# [Task brief]
Gather each line from the data below that contains the string "tower", and copy those lines out unchanged. Letter case counts, so uppercase and lowercase do not match each other.

# [Record set]
** START **
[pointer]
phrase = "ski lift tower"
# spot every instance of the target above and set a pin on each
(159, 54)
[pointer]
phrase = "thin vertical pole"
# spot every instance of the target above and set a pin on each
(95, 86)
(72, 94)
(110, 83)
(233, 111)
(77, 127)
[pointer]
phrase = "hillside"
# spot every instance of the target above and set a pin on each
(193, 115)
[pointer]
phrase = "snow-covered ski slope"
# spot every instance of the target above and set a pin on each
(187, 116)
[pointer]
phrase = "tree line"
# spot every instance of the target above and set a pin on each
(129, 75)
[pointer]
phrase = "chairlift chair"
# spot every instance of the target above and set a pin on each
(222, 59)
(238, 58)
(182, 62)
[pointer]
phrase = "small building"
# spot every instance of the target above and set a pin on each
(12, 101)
** END **
** START **
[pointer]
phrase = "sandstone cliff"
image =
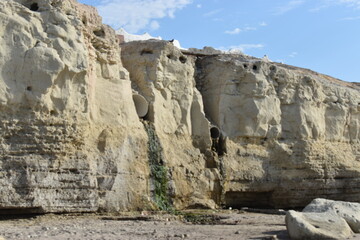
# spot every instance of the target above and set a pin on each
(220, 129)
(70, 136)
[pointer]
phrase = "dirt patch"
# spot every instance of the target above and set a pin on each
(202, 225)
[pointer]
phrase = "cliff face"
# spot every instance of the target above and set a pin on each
** END **
** START **
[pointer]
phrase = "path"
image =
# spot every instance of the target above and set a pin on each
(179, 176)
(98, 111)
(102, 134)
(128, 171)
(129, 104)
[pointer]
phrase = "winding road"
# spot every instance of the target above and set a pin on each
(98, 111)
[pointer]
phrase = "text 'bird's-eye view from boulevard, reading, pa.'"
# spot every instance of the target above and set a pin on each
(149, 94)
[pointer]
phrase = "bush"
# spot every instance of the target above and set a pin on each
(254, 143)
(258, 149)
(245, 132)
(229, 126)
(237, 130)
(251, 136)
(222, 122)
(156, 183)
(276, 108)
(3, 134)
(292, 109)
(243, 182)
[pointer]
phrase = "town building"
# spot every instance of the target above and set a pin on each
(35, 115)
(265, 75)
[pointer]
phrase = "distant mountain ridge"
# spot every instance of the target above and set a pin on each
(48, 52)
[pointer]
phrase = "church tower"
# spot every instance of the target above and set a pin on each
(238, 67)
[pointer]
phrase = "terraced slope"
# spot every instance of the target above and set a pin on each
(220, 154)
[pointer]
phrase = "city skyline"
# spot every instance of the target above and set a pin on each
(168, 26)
** END **
# [Full solution]
phrase = "ski lift tower"
phrase = "church tower"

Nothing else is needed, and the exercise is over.